═══ Passage provided

Thanks a ton Noodle. You answered everything to a tee, much appreciated. And thanks for that bit on Marcato, Solodini. I wanted to know what that and those "f"s and other little markings are on music notation.


----------



## Mr. Big Noodles (Jun 2, 2015)

"f" means "forte," which for our purposes means "loud." "p" means "piano," or "soft," or "quiet" if you prefer. ff is fortissimo, which means really loud, fff is fortississimo, which means really really loud, ffff means fortissississimo, which means really really REALLY loud, and so on. pp is pianissimo, which is really quiet, and ppp is pianississimo, and this trend continues on down to pppp and beyond. mf is "mezzo forte," or "medium loud," which is somewhere between p and f. mp, "mezzo piano," is also between p and f, but a little quieter than mf. These are all called "dynamics" and they run along a continuum:

... pppp ppp pp p mp mf f ff fff ffff ....

There are two expressions related to changing dynamics, called "crescendo" (abbreviated "cresc."), which is a gradual increase in volume, and "diminuendo" ("dim."; sometimes this is erroneously called "decrescendo" and abbreviated "decresc."), which is a gradual decrease in volume. These expressions are also equated to symbols that we colloquially call "hairpins."






In this passage, there is a mf dynamic, then a crescendo indicated by that wedge thing opening up (<) and then a diminuendo indicated by the wedge closing (>). The overall effect is a swell in volume, then return to the original volume.

It's a good idea to have a dynamic at the beginning and end of a crescendo or diminuendo, so the player knows where to start and where they should end up.






There is one more dynamic that you'll see in twentieth century music, "n", which means "niente," or "nothing," is either "as quiet as possible" (also expressed "p possible") or literally zero volume. In the case of the latter, it is usually attached to an expression, as in "diminuendo al niente" ("gradually decrease volume to nothing") or "dal niente" ("from nothing," which is sort of like saying "crescendo from nothing").

══════
═══ Record extracts

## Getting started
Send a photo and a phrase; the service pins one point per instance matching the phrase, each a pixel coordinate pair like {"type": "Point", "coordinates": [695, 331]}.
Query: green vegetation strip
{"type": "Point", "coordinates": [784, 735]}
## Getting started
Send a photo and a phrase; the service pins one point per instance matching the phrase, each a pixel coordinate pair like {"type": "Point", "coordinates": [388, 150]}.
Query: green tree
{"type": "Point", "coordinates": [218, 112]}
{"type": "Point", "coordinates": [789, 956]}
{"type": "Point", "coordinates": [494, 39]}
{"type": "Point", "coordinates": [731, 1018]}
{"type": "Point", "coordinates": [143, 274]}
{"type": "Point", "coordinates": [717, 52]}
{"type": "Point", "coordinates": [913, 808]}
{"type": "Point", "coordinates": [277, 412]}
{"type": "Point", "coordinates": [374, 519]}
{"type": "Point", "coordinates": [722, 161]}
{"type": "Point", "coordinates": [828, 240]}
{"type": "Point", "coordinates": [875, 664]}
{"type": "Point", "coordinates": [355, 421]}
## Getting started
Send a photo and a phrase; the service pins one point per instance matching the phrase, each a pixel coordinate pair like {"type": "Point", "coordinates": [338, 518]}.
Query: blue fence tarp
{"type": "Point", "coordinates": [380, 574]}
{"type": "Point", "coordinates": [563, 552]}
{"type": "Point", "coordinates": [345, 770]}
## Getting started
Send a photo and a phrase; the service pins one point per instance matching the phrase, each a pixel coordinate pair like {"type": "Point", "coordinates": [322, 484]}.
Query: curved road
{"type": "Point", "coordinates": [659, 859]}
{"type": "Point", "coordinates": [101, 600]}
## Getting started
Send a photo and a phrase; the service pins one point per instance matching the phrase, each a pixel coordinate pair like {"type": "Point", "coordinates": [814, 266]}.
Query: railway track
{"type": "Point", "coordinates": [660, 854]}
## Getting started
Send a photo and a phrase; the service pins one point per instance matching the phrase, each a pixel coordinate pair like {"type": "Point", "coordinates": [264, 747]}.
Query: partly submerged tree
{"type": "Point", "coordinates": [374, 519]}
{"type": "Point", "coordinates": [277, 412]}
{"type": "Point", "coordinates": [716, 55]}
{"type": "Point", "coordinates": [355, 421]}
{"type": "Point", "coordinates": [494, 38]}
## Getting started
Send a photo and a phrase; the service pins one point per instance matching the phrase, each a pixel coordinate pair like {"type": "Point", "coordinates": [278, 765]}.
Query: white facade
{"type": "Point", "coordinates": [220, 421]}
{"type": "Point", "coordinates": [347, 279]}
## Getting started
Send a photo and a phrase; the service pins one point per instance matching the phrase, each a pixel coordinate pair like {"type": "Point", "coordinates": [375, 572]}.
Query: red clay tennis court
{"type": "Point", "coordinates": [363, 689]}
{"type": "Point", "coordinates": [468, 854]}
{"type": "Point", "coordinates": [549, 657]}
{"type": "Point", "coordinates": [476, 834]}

══════

> _Problem set_:
1 - Translate this sentence from the forum post on musical dynamics into Spanish: "It's a good idea to have a dynamic at the beginning and end of a crescendo or diminuendo, so the player knows where to start and where they should end up."
2 - Count the lines of the listing that contain the string "Query", and reply with the number alone.

> _Full solutions_:
1 - Es buena idea poner una dinámica al principio y al final de un crescendo o diminuendo, para que el intérprete sepa dónde empezar y dónde debe terminar.

2 - 8